## START Exercise materials
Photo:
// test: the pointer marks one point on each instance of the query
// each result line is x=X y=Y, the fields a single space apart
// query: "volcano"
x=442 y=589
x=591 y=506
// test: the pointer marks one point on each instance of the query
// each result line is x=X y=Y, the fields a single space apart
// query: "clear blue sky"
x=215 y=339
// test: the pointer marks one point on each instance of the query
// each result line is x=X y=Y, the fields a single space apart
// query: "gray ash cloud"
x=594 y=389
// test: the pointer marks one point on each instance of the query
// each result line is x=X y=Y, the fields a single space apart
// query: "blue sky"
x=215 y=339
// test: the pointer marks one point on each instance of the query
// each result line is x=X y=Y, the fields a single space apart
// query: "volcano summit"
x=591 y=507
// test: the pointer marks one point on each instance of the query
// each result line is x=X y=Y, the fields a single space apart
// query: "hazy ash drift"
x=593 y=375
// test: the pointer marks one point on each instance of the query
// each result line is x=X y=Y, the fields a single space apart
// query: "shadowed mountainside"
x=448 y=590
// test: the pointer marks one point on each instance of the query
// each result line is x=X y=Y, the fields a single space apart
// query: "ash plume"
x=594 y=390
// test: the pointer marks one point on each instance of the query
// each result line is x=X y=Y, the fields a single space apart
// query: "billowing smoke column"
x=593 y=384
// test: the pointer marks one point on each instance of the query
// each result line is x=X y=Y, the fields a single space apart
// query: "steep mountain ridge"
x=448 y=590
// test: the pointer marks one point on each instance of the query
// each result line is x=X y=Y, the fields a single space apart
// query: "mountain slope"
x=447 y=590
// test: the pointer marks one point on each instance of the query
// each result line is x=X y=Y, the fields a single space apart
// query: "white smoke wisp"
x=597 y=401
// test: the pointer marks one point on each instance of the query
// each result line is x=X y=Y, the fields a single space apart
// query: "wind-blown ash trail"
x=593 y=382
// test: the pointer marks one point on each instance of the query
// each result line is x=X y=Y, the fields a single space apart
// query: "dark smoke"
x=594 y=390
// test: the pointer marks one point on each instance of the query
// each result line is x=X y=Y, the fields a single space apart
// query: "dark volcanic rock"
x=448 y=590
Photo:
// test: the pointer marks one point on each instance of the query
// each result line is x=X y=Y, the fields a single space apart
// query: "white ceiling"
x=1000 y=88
## END Exercise materials
## START Exercise materials
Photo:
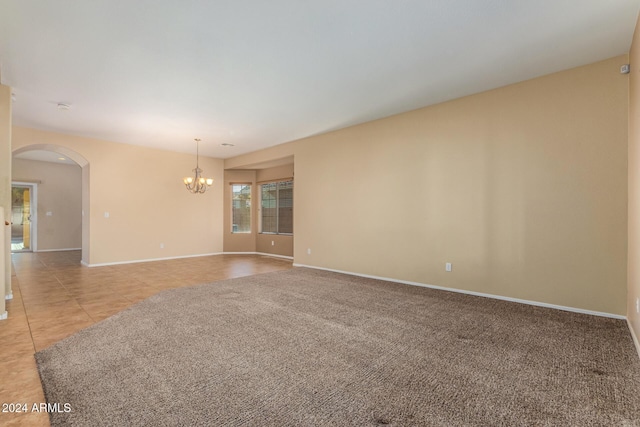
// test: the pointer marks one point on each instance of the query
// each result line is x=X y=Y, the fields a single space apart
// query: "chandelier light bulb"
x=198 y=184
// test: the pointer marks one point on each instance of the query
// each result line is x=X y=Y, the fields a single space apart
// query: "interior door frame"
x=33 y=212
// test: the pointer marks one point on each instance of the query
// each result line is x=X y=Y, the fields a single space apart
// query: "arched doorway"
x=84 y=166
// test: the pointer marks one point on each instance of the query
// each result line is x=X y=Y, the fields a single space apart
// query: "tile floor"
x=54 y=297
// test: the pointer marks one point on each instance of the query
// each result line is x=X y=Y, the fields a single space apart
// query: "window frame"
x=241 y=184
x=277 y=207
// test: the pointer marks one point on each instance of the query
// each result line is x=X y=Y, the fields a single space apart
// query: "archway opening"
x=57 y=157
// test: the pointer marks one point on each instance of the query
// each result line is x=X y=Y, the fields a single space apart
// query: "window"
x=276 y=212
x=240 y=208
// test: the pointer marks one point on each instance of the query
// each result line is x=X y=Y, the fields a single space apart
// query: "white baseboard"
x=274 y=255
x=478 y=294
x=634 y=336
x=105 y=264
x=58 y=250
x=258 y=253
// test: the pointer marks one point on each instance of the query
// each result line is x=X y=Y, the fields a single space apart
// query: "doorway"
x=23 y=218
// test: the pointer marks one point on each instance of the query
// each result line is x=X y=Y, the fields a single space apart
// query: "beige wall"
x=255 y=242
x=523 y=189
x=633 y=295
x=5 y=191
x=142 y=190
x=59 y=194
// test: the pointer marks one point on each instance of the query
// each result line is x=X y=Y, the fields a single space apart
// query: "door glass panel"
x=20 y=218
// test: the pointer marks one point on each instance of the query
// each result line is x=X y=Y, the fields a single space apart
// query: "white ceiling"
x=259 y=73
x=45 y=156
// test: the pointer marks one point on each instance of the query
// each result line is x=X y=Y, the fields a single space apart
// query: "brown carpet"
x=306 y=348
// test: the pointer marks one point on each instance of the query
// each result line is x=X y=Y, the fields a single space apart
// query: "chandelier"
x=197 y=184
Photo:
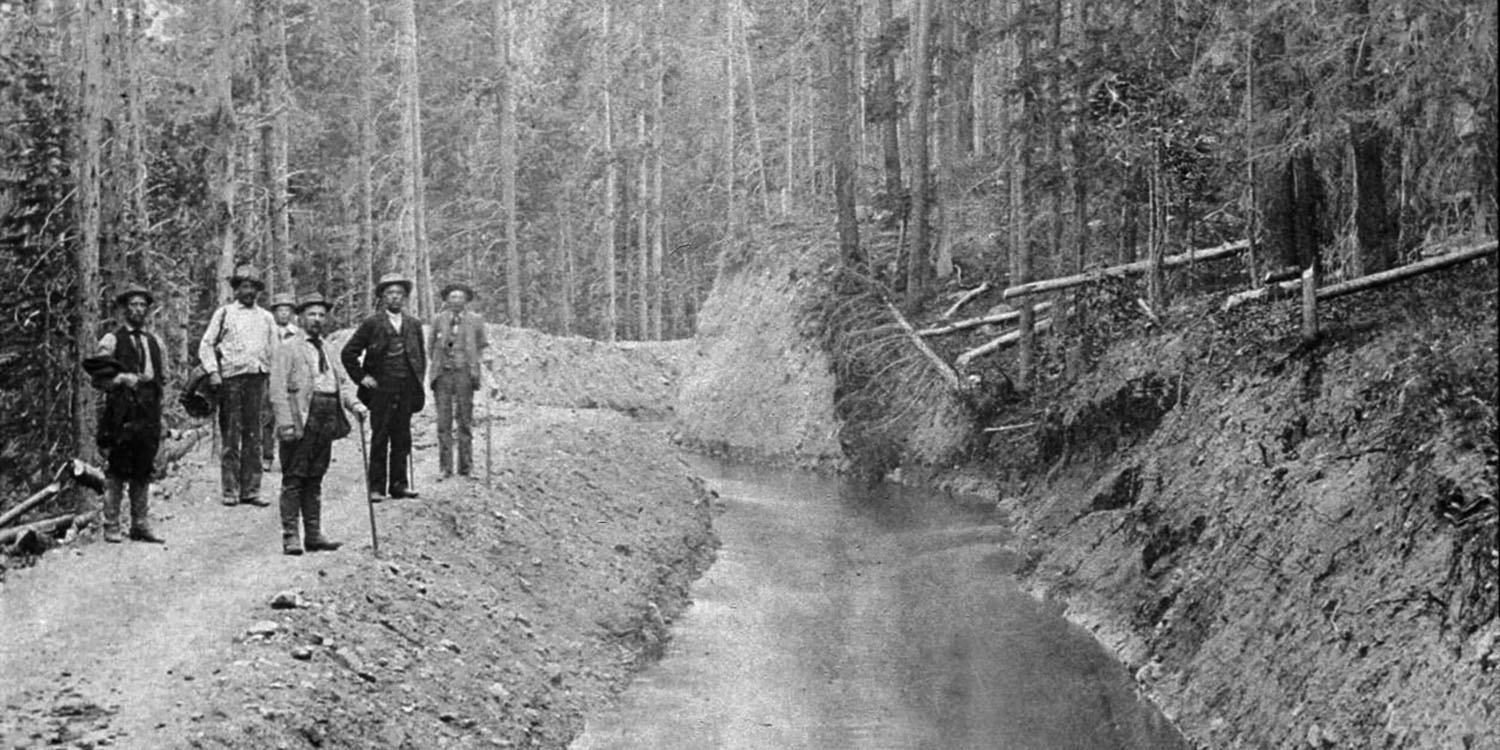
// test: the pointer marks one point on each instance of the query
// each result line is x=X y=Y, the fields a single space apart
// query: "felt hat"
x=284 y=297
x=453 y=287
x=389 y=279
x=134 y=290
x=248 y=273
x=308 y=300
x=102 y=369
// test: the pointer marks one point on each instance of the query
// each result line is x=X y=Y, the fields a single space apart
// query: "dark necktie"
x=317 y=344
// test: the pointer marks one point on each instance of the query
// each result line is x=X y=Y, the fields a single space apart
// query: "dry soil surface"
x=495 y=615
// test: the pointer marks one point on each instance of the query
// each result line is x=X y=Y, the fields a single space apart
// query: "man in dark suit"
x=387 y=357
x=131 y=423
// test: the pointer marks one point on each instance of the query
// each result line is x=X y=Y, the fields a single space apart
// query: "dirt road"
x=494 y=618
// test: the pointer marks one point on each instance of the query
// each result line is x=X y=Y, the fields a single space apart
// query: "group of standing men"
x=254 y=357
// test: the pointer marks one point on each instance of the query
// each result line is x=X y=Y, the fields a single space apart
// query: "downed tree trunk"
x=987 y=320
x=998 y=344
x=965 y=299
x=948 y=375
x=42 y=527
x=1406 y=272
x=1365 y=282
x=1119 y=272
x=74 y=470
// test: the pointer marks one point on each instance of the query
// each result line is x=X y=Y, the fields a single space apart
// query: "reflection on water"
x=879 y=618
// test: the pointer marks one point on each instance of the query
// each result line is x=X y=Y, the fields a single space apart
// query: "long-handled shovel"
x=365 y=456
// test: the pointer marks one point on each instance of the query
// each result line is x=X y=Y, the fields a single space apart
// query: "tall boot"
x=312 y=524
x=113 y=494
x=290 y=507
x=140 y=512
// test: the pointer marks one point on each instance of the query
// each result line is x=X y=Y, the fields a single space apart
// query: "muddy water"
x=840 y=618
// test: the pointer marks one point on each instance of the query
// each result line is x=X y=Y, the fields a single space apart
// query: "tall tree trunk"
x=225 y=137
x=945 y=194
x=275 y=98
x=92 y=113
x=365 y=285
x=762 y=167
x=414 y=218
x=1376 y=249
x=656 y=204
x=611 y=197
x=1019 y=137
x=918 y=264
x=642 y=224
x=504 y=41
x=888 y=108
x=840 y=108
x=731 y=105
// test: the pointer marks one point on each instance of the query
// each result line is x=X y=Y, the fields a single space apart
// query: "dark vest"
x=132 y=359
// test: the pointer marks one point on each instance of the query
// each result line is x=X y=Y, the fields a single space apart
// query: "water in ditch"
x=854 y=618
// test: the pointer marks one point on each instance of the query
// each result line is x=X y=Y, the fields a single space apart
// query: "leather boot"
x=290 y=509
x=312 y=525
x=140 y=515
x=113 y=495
## END Exercise materials
## START Exercise materials
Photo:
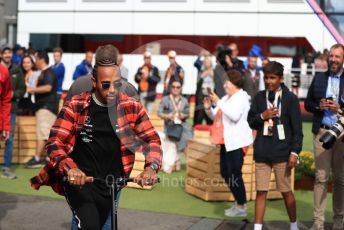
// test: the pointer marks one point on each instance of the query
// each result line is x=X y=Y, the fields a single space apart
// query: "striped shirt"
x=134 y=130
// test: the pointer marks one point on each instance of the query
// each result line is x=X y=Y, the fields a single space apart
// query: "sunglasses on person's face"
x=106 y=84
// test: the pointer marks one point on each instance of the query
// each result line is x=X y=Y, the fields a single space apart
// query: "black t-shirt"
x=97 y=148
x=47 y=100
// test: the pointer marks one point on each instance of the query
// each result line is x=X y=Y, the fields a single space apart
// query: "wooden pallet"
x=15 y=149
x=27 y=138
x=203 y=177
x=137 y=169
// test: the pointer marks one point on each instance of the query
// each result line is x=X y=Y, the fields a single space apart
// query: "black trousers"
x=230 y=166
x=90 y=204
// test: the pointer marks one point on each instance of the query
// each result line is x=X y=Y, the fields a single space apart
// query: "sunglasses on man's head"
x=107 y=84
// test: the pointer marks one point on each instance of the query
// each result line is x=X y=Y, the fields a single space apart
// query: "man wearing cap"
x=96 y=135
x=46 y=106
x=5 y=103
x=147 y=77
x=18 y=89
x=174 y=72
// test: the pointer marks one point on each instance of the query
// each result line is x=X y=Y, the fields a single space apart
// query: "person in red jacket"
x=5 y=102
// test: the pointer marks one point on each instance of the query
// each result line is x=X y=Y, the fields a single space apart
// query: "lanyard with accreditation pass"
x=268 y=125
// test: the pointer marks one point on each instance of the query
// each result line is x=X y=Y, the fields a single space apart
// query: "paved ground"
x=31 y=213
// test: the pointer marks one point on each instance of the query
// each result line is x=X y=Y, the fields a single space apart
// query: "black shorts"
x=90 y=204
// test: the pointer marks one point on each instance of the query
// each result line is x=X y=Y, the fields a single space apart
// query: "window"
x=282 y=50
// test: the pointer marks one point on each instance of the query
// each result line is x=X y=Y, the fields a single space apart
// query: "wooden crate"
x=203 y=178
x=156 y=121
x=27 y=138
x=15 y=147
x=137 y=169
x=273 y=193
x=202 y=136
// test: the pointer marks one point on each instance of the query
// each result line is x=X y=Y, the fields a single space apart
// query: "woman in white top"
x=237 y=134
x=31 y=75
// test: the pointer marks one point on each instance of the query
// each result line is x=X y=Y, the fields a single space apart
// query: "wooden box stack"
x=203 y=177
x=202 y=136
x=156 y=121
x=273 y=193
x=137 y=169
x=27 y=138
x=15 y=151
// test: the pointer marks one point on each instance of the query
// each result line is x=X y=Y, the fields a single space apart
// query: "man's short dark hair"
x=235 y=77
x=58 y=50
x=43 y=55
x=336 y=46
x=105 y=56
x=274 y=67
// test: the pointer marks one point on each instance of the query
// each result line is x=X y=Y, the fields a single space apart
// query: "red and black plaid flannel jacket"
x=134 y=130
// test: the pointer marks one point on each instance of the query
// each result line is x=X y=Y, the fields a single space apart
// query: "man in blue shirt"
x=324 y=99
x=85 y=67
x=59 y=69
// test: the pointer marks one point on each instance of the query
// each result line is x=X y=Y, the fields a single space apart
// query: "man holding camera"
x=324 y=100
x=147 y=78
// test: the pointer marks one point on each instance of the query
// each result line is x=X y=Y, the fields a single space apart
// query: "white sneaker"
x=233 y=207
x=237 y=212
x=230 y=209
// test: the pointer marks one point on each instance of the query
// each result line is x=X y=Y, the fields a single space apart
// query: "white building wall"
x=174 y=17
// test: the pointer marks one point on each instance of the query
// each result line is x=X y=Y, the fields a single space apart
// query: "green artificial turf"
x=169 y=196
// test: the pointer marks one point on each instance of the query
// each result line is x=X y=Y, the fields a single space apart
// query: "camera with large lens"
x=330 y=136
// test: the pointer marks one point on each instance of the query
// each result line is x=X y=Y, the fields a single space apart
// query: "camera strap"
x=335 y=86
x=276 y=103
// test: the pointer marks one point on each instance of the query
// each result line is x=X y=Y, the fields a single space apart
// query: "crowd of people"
## END Exercise materials
### Aim:
Filter the records above and copy out every line that contains the word "dark".

### Problem solution:
// query: "dark smoke"
// query: "dark volcanic rock"
// query: "dark necktie"
// query: "man in dark suit"
// query: "dark vest"
// query: "man's short dark hair"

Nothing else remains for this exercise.